*** THE DATA ***

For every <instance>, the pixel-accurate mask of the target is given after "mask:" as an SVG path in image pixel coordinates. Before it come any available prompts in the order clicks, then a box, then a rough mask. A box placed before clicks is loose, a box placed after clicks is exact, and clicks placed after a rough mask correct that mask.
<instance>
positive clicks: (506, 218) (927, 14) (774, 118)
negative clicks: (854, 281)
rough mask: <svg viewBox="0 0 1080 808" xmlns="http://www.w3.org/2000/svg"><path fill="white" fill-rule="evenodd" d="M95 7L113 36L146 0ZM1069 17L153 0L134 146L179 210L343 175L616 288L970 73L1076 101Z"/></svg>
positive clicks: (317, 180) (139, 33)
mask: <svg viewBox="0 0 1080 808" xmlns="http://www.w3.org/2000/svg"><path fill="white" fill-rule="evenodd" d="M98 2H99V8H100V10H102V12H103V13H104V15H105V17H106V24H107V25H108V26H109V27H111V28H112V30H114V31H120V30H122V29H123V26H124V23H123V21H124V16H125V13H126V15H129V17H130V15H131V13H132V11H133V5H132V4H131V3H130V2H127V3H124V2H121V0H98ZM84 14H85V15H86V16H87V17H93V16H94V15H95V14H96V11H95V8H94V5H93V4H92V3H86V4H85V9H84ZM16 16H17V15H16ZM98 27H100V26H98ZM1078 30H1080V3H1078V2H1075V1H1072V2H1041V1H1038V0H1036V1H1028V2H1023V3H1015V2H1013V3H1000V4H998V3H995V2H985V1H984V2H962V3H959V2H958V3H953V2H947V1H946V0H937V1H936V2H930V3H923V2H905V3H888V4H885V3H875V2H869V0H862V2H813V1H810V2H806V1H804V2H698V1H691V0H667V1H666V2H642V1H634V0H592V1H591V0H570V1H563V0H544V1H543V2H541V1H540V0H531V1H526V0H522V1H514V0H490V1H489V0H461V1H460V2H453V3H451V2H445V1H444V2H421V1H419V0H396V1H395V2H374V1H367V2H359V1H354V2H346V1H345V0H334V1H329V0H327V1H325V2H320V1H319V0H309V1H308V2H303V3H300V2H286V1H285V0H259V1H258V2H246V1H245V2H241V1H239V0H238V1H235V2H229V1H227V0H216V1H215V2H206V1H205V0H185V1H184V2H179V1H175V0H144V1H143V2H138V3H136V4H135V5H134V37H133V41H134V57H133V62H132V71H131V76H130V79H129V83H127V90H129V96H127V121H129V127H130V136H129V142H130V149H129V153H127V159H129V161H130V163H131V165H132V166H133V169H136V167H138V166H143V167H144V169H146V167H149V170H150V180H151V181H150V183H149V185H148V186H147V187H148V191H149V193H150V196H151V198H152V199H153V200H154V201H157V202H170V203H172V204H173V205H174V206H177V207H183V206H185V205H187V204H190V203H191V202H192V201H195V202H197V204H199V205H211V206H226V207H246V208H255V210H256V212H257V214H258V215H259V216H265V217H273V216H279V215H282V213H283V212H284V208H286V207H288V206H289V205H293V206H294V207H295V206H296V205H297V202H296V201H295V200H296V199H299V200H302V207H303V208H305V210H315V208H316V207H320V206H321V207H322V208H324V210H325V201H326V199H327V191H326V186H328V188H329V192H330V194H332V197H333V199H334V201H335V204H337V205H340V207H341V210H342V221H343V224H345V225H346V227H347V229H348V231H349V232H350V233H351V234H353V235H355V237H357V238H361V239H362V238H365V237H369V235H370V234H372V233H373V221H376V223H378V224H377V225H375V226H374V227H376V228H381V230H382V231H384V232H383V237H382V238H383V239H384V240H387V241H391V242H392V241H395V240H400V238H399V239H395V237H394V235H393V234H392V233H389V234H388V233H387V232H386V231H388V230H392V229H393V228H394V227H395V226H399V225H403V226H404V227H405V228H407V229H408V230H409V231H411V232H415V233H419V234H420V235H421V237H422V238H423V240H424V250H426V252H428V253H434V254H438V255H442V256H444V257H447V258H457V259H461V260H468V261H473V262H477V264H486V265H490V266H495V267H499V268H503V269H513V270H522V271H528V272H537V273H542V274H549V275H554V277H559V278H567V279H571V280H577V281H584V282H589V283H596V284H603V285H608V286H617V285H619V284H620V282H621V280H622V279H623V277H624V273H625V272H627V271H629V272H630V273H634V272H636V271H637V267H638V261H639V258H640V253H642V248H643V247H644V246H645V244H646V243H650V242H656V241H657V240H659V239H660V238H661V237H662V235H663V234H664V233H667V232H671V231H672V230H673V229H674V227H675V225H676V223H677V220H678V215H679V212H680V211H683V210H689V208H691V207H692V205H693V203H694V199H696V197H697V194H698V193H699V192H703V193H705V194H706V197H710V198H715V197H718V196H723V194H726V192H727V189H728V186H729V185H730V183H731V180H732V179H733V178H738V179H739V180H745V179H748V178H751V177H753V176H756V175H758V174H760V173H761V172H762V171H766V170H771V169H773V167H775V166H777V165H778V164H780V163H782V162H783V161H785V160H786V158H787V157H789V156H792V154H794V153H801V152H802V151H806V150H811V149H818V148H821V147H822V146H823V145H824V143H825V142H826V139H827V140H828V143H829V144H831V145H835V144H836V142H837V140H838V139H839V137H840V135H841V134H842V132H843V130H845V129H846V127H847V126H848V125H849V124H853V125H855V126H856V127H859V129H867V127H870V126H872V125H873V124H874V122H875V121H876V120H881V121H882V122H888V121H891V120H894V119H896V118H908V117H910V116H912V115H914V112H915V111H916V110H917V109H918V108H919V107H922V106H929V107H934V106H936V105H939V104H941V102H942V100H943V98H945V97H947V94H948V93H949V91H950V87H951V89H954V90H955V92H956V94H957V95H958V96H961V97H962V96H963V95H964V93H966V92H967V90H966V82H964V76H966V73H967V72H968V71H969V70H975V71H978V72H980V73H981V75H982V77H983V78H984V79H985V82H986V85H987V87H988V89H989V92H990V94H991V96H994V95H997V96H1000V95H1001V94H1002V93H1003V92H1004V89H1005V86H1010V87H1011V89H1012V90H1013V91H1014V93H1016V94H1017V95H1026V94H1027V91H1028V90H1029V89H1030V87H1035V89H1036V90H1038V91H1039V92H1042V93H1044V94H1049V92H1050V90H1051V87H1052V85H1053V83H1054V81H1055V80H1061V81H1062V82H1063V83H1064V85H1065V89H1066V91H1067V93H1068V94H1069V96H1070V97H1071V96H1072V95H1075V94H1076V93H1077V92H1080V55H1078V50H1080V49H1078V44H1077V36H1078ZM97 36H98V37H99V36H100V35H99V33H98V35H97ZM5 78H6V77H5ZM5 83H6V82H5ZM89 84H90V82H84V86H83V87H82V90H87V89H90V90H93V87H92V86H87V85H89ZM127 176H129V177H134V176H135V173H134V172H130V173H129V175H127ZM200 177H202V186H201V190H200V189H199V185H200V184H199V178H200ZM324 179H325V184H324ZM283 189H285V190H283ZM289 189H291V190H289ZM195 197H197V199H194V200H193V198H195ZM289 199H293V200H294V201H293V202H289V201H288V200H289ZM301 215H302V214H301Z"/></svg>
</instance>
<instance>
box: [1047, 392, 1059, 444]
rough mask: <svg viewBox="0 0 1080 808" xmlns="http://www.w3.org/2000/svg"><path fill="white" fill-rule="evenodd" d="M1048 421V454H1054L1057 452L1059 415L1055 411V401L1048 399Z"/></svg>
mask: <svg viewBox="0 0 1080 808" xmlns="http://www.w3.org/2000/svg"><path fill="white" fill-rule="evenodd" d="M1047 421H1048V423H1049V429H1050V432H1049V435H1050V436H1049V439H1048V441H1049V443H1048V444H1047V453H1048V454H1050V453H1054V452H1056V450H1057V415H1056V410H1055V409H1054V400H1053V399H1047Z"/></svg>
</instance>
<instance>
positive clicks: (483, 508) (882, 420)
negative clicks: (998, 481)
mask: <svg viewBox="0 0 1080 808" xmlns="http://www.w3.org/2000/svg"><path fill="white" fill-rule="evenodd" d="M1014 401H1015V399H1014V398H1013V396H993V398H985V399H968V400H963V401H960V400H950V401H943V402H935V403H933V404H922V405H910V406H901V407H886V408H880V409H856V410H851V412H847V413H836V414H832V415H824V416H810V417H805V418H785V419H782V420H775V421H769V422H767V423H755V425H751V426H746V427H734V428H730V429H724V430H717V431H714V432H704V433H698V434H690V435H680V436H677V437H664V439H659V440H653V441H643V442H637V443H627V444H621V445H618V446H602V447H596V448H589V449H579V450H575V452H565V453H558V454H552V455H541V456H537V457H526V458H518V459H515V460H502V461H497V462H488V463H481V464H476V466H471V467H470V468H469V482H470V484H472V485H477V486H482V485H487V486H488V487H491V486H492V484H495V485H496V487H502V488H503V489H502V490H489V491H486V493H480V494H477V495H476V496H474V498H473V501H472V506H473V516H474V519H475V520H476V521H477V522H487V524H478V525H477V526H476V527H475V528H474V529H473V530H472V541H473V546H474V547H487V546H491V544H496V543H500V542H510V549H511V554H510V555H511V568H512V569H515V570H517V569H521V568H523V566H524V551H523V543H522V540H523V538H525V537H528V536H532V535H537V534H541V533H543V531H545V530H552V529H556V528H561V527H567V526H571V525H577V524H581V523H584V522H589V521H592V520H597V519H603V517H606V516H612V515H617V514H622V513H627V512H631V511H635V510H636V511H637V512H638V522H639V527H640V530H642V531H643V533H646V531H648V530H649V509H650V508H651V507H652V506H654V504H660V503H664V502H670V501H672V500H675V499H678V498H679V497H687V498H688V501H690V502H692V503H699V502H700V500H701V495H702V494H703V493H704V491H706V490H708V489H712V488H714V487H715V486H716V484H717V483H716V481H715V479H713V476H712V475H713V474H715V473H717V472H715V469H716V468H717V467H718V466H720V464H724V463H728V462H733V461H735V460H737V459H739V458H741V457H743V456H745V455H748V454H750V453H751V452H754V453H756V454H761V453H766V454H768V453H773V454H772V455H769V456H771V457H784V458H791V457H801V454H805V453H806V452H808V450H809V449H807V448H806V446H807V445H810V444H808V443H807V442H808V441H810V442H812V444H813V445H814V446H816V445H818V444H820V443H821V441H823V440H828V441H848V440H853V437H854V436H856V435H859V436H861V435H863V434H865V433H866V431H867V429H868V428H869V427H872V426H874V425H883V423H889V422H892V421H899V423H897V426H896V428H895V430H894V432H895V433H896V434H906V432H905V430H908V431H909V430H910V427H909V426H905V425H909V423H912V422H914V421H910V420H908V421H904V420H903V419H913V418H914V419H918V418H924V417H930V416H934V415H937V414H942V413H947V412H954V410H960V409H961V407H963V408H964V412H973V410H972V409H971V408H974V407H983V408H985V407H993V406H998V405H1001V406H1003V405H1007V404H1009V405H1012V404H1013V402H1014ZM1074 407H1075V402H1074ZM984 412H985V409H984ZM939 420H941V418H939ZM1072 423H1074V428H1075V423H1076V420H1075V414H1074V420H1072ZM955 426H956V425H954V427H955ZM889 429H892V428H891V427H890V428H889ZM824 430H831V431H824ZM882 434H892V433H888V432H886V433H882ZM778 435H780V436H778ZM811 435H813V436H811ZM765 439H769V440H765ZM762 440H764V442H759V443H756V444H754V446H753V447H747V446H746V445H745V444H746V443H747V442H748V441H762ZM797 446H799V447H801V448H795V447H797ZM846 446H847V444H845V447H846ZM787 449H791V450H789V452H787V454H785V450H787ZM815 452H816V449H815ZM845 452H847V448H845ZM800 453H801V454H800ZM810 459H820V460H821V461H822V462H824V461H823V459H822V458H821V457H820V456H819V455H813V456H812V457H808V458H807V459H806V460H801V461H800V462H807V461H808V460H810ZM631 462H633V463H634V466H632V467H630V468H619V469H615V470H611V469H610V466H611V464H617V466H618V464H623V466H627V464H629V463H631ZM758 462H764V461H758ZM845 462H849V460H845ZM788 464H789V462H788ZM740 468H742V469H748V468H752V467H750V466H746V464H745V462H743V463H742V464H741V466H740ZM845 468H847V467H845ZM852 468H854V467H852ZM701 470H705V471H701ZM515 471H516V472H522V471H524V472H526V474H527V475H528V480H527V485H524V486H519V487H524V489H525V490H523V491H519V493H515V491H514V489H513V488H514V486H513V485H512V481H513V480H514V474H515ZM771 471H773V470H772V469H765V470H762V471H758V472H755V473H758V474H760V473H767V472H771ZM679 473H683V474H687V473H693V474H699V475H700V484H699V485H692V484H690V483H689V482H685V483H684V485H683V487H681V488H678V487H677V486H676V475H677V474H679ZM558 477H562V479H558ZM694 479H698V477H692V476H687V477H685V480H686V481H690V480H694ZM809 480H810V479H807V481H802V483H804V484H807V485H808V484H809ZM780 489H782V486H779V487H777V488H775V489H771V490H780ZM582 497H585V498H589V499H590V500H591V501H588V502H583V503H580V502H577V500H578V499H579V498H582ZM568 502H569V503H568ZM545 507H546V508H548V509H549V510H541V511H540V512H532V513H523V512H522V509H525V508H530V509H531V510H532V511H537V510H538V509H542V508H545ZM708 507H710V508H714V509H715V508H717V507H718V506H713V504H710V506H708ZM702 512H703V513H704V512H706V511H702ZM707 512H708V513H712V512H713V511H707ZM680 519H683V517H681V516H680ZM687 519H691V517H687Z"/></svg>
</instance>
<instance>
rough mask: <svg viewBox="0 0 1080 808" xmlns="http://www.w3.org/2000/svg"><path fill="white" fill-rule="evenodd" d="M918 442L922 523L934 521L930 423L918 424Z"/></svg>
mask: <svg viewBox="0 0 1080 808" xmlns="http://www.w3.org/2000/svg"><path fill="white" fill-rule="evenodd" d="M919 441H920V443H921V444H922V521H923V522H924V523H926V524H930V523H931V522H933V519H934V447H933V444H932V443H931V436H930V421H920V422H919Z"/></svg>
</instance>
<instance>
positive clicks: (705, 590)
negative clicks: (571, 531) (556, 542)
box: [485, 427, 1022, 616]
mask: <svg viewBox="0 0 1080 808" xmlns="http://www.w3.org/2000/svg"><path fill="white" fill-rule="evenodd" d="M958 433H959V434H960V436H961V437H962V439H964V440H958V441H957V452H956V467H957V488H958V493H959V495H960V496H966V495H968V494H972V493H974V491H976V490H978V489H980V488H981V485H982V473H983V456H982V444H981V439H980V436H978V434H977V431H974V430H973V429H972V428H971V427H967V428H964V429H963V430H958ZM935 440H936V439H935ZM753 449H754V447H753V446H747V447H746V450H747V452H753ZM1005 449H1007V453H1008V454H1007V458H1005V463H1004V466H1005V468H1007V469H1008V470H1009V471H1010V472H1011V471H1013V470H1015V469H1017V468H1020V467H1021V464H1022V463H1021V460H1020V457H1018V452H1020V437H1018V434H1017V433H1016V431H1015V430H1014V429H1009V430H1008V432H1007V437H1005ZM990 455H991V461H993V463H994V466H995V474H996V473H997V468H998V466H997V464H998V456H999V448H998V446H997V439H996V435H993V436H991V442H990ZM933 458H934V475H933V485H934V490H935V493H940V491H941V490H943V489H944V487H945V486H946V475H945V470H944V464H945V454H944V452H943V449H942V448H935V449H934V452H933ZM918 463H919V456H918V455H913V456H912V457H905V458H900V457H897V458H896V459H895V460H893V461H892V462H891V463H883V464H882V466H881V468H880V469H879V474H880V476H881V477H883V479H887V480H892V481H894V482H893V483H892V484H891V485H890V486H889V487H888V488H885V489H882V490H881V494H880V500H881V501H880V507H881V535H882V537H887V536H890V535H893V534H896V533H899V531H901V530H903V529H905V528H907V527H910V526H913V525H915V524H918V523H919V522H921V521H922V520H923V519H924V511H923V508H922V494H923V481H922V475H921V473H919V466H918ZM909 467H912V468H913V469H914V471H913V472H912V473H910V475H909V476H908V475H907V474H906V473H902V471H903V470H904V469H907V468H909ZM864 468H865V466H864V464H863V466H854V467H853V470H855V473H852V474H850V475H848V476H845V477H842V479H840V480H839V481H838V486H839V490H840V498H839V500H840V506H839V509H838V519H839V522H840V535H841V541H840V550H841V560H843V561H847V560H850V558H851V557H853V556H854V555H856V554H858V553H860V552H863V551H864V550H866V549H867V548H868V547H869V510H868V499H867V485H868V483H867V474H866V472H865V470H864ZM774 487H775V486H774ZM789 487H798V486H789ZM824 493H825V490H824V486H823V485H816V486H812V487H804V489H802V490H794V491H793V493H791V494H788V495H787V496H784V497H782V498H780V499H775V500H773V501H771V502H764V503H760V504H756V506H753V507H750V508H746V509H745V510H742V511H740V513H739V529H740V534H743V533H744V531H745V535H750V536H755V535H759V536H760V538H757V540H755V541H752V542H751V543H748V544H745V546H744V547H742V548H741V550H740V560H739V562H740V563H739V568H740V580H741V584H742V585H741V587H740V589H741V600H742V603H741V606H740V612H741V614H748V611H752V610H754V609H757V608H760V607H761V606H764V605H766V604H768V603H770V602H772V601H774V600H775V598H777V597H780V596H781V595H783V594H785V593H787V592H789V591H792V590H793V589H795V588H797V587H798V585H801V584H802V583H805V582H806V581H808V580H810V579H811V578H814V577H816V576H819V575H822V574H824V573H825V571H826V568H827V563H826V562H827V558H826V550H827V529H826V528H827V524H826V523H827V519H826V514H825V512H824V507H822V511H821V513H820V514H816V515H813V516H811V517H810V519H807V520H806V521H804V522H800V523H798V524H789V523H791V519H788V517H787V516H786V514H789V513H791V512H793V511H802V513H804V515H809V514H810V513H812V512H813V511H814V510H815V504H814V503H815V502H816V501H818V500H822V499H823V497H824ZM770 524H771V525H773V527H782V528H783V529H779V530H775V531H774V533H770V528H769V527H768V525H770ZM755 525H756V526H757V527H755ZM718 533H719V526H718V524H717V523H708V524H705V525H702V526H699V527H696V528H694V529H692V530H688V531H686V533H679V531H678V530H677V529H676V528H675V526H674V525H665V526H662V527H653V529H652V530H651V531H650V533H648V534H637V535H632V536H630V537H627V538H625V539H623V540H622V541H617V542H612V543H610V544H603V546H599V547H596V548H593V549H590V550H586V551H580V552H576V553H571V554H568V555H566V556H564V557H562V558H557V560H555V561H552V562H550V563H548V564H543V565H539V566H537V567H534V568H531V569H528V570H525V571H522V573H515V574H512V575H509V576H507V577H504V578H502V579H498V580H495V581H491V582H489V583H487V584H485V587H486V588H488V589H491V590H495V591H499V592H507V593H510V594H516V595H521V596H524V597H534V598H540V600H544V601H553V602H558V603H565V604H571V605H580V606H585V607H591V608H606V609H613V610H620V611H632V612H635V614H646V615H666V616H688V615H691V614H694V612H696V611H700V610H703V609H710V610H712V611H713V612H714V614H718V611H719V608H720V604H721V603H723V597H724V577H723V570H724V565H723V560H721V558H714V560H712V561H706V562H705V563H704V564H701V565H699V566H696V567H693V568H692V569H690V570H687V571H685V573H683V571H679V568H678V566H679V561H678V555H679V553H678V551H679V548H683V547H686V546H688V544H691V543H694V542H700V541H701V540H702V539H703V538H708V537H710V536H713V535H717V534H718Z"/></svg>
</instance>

*** End of THE DATA ***

(TASK TO COMPLETE) Wherever the word "negative" shows up in the material, copy the line it is on.

(ANSWER FOR THE TASK)
negative clicks: (854, 281)
negative clicks: (998, 481)
negative clicks: (571, 531) (556, 542)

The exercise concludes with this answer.